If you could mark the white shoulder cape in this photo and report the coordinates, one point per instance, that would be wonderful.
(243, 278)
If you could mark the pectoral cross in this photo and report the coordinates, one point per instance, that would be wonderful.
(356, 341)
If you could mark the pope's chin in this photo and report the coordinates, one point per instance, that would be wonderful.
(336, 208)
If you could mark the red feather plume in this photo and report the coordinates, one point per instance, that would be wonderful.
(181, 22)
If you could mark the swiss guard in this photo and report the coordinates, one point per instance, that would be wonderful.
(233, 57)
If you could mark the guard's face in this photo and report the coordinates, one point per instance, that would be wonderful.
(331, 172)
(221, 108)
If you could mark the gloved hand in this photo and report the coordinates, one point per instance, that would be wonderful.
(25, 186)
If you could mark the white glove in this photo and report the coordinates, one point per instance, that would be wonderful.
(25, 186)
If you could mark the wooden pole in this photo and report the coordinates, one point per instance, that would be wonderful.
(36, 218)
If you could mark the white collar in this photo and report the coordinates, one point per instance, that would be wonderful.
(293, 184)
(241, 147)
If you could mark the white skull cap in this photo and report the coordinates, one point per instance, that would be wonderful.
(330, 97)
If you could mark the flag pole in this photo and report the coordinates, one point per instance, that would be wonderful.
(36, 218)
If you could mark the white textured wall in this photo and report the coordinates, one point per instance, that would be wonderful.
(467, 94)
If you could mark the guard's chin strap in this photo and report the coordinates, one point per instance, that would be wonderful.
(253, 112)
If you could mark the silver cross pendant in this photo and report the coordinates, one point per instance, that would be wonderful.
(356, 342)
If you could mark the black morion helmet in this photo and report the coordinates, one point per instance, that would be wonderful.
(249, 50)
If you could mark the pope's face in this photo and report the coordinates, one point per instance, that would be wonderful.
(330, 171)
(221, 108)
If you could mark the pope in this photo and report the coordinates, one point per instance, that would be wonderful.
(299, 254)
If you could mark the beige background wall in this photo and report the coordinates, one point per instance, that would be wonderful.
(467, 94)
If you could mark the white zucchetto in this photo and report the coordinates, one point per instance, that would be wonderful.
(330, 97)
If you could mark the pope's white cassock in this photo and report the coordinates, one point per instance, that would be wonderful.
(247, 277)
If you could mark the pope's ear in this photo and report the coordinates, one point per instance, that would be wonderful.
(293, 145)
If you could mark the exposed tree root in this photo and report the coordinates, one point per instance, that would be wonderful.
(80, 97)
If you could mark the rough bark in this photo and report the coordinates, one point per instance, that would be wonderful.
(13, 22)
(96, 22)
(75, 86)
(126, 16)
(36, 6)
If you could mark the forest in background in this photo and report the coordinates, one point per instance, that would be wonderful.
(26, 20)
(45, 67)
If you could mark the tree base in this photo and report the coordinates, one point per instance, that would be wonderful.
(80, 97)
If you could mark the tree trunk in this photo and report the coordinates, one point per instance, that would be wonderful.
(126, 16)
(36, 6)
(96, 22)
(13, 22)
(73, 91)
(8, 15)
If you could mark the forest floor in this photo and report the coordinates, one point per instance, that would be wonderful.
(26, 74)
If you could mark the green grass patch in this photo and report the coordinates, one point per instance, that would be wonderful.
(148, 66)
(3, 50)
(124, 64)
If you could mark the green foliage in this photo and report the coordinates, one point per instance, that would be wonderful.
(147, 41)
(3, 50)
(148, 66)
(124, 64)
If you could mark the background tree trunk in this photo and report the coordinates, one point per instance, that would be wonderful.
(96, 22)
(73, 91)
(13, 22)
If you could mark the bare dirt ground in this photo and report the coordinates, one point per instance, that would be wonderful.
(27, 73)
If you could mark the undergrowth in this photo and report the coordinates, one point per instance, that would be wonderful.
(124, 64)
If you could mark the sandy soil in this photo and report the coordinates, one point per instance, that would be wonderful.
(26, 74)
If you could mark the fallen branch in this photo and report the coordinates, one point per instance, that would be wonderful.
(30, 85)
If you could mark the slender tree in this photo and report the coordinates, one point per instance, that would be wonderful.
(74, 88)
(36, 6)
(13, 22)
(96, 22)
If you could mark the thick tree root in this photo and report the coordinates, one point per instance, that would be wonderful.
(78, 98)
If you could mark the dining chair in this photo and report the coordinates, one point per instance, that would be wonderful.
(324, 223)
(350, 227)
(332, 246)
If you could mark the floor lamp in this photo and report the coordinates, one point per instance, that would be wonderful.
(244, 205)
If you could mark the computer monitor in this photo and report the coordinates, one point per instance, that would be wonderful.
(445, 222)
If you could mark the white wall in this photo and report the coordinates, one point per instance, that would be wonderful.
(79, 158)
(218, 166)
+===+
> **EXERCISE DETAILS**
Reproduce every row above verbatim, with no changes to wording, punctuation, or coordinates.

> **CORRECT RESPONSE**
If you could mark the white shoulder cape in this photo and report the coordinates, one point per instance, that would be wonderful.
(243, 278)
If you could mark the pectoral cross in this photo and report the coordinates, one point per instance, that would be wonderful.
(356, 341)
If you could mark the pope's chin in this photo and report the coordinates, one point per instance, that would be wonderful.
(336, 208)
If you could mark the red feather plume in this photo and report the coordinates, one point per instance, that would be wonderful.
(181, 22)
If you could mark the swiss guard in this photo and report the coordinates, one point per instance, that would be wonderful.
(233, 57)
If you could mark the guard's face in this photo and report the coordinates, one point per instance, that would be wonderful.
(331, 172)
(221, 108)
If you could mark the gloved hand in this photo and report the coordinates, one point per instance, that would be wonderful.
(25, 186)
If you could mark the white glove in this photo and report the coordinates, one point per instance, that would be wonderful.
(25, 186)
If you could mark the wooden pole in this photo and report the coordinates, one point per instance, that would be wonderful.
(36, 218)
If you could mark the white collar in this photo and report the coordinates, one point per instance, that would be wonderful.
(293, 184)
(241, 147)
If you could mark the white skull cap in this photo and report the coordinates, one point per instance, that would be wonderful.
(330, 97)
If you could mark the flag pole in this photo and report the coordinates, one point per instance, that would be wonderful.
(36, 218)
If you could mark the white textured wall in this photo and report the coordinates, one point per instance, that would be wonderful.
(467, 94)
If you could mark the guard's chin strap in this photo and report the coordinates, one point per instance, that would be wonderful.
(253, 112)
If you could mark the silver cross pendant in this photo and report the coordinates, one point per instance, that would be wonderful.
(356, 342)
If you could mark the black morion helmet in this photo and report the coordinates, one point per instance, that would be wonderful.
(249, 50)
If you could mark the pope's face in this photo and report the coordinates, one point per instance, that would be wonderful.
(330, 171)
(221, 108)
If you could mark the pope in this photo and report the coordinates, one point per instance, that would be wonderful.
(299, 254)
If you could mark the beige background wall in this photo and report the coordinates, one point per instance, that would be wonderful.
(467, 94)
If you could mark the white zucchetto in this photo and report the coordinates, one point per instance, that would be wonderful.
(330, 97)
If you could mark the pope's white cassock in this photo and report the coordinates, one point per instance, that would be wonderful.
(247, 277)
If you could mark the pope's ear in this photo and report the coordinates, one point per instance, that would be wonderful.
(293, 145)
If you could mark the exposed tree root in this photo and report the coordinates, one point per instance, that would be wonderful.
(80, 97)
If you could mark the rough bark in this photo and report the coordinates, one point per instance, that would be wonderful.
(13, 22)
(96, 22)
(75, 86)
(126, 16)
(36, 6)
If you could mark the forest in background in this photo and report the coordinates, one point per instance, that would be wonderful.
(26, 20)
(45, 67)
If you could mark the tree base in this photo and report the coordinates, one point per instance, that would be wonderful.
(80, 97)
If you could mark the tree trunk in this photo and report the coordinates, one point per instance, that would be wonderful.
(126, 16)
(36, 6)
(96, 22)
(13, 22)
(73, 91)
(8, 15)
If you could mark the forest floor in this photo and report the coordinates, one point per instance, that would be wonderful.
(26, 74)
If you could mark the green grass patch in this photo and report the coordinates, one point per instance, that would be wonderful.
(148, 66)
(3, 50)
(124, 64)
If you could mark the green foliage in this photo and report the coordinates, one point per instance, that would be wonderful.
(147, 41)
(3, 50)
(148, 66)
(124, 64)
If you could mark the background tree trunk in this photo and report the coordinates, one point per instance, that would be wonderful.
(96, 22)
(73, 91)
(13, 22)
If you could mark the bare dirt ground in this photo and report the coordinates, one point per instance, that would be wonderful.
(27, 73)
If you could mark the undergrowth in this photo and report the coordinates, one point per instance, that would be wonderful.
(124, 64)
If you could mark the sandy soil in this photo and report the coordinates, one point per instance, that would be wonderful.
(26, 74)
If you could mark the fallen branch in this photo and report the coordinates, one point per instance, that would be wonderful.
(30, 85)
If you could mark the slender tree in this photo and report the coordinates, one point per instance, that would be wonderful.
(74, 88)
(36, 6)
(13, 22)
(96, 22)
If you could mark the thick tree root in this photo and report the coordinates, one point per instance, that would be wonderful.
(78, 98)
If you could mark the dining chair in this photo and report the coordinates, one point per instance, that would be wonderful.
(324, 223)
(350, 227)
(332, 246)
If you could mark the floor lamp in this photo and report the coordinates, one point per instance, that would be wonderful.
(244, 205)
If you could mark the computer monitor in this photo and report the coordinates, one point per instance, that would be wonderful.
(445, 222)
If you could mark the white wall in this photo and report the coordinates, one point per instance, that would be wonderful.
(79, 158)
(218, 166)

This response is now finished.